Kugelhaufen - Fossilien der Milchstraße
Bewohner der Südhalbkugel erspähen zwei überdichte Haufen - Omega Centauri und 47 Tucanae - mit freiem Auge.
In unseren Breiten braucht es zumindest ein Fernglas, um Kugelhaufen (auch Kugelsternhaufen genannt) zu beobachten. Sie gehören zu den sogenannten Deep Sky Objekten. Zu diesen kleinen, rundlichen Wölkchen zählt z.B. der M22 im Schützen, entdeckt 1665 vom deutschen Amateur Abraham Ihle. 1781 machte Charles Messier in einem dieser zunächst völlig diffus anmutenden, rundlichen Nebel, dem M4, wenigstens “einen Haufen sehr schwacher Sterne” aus.
Wilhelm Herschel baute mächtige Teleskope. Damit konnte er schon 70 solcher Haufen zumindest teilweise im Sterne auflösen. Den M53 nannte er 1784 “einen der schönsten Gegenstände” am Himmel:
“Der Haufen erscheint unter der Gestalt einer gediegenen Kugel, von kleinen, in einem einzigen Lichtglanz völlig zusammen gedrängten Sternen.”
Links: Abbildung aus Wilhelm Meyer, Weltgebäude (1914)
Nach diesem Anblick prägte Herschel den Begriff “Kugelhaufen” für Mitglieder dieser Objektkategorie (Globular Cluster, GC). Für deren rundliche Form machte er ganz korrekt die gegenseitige Anziehungskraft der Sternenvielzahl verantwortlich. Die Gravitation würde beim Blick durchs Fernrohr geradezu offensichtlich, betonte er.
Je größer die Auflösungskraft eines Teleskops, desto mehr Einzelsterne treten am Rande aus dem diffusen Nebelrund heraus. Im überdichten Zentrum gelingt das nicht. Es mutet bestenfalls marmoriert an, falls genug hellere Sterne hervorstechen.
Der schwärmende Astronom
Der deutsche Astronom Johann Heinrich Mädler - das folgende Porträt stammt aus Mädlers Buch Populäre Astronomie, (1867) - kam beim Anblick des M13 ins Schwärmen.
Er verglich ihn mit einem “Haufen glänzenden Sandes”, einer Schar “glitzernder Funken” oder mit “Diamantenstaub auf schwarzer Seide”.
1867 beschrieb er dieses Objekt als “überaus reichen Sternhaufen von wenigstens 6.000 Sternen, die fast bis zum Zentrum hin einzeln unterscheidbar sind, mit haarförmigen Ausläufern nach allen Seiten”.

--------

[Aufgaben]:
• A. Entscheiden Sie für jede Aussage, ob sie mit dem Auszug übereinstimmt, und belegen Sie Ihr Ja oder Nein mit den ausschlaggebenden Worten des Auszugs: (i) Der M22 wurde 1665 von Abraham Ihle entdeckt. (ii) Herschel konnte 70 Kugelhaufen vollständig in Einzelsterne auflösen. (iii) Mit großen Teleskopen lassen sich auch im Zentrum eines Kugelhaufens Einzelsterne unterscheiden.
• B. Nennen Sie bitte alle Objekte, die im Auszug mit einer Messier-Bezeichnung (M mit Nummer) vorkommen.
• C. Zitieren Sie die Stelle aus dem Auszug, die mit „Nach diesem Anblick“ beginnt und mit „offensichtlich, betonte er.“ endet.

[Gespeicherte Daten]:
--------

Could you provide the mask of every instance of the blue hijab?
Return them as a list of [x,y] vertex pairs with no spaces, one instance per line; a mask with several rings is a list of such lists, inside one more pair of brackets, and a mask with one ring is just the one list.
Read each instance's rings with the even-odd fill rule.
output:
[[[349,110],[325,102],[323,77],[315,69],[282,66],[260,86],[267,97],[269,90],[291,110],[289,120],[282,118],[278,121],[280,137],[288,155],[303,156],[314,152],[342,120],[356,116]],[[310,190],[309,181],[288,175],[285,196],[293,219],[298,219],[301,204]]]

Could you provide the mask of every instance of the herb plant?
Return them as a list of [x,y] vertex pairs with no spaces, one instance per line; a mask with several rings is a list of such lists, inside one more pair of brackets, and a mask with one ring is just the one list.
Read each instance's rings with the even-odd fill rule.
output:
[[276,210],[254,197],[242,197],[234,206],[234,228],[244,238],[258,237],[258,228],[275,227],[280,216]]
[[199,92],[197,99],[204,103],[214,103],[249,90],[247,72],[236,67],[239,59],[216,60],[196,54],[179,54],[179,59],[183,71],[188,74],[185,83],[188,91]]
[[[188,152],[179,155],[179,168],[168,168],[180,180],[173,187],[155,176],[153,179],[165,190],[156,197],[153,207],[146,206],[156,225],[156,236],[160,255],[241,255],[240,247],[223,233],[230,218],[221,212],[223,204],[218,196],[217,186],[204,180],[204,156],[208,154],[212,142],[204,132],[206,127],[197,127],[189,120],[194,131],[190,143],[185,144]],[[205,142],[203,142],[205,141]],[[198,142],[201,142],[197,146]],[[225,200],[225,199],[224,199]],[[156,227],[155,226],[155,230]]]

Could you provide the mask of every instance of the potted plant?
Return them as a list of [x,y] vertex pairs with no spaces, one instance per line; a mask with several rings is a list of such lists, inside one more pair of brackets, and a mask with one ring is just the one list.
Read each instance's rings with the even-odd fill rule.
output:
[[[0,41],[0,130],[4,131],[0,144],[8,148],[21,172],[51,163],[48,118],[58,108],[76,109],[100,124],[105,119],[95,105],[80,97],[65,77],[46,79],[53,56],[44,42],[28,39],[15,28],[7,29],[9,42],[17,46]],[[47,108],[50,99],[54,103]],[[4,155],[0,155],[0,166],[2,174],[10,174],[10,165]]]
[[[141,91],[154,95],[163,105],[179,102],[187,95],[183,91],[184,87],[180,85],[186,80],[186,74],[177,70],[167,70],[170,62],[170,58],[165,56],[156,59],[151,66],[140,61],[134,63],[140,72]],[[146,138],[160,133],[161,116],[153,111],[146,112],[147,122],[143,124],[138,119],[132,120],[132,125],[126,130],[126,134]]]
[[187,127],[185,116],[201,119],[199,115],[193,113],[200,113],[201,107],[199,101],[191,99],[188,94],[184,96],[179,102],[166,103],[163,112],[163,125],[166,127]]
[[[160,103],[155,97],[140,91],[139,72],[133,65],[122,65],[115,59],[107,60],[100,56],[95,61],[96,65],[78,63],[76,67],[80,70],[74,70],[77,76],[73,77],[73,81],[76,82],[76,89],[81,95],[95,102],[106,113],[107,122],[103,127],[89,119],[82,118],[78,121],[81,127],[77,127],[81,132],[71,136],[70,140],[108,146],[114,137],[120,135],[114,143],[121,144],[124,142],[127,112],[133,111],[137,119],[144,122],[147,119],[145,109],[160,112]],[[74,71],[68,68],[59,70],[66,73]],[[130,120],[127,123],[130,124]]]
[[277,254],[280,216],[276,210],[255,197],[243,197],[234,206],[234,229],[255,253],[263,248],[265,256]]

--------

[Erwartete Antworten]:
• A.
(i) Ja – „entdeckt 1665 vom deutschen Amateur Abraham Ihle“
(ii) Nein – „zumindest teilweise im Sterne auflösen“
(iii) Nein – „Im überdichten Zentrum gelingt das nicht.“

• B. M22, M4, M53, M13

• C.
Nach diesem Anblick prägte Herschel den Begriff “Kugelhaufen” für Mitglieder dieser Objektkategorie (Globular Cluster, GC). Für deren rundliche Form machte er ganz korrekt die gegenseitige Anziehungskraft der Sternenvielzahl verantwortlich. Die Gravitation würde beim Blick durchs Fernrohr geradezu offensichtlich, betonte er.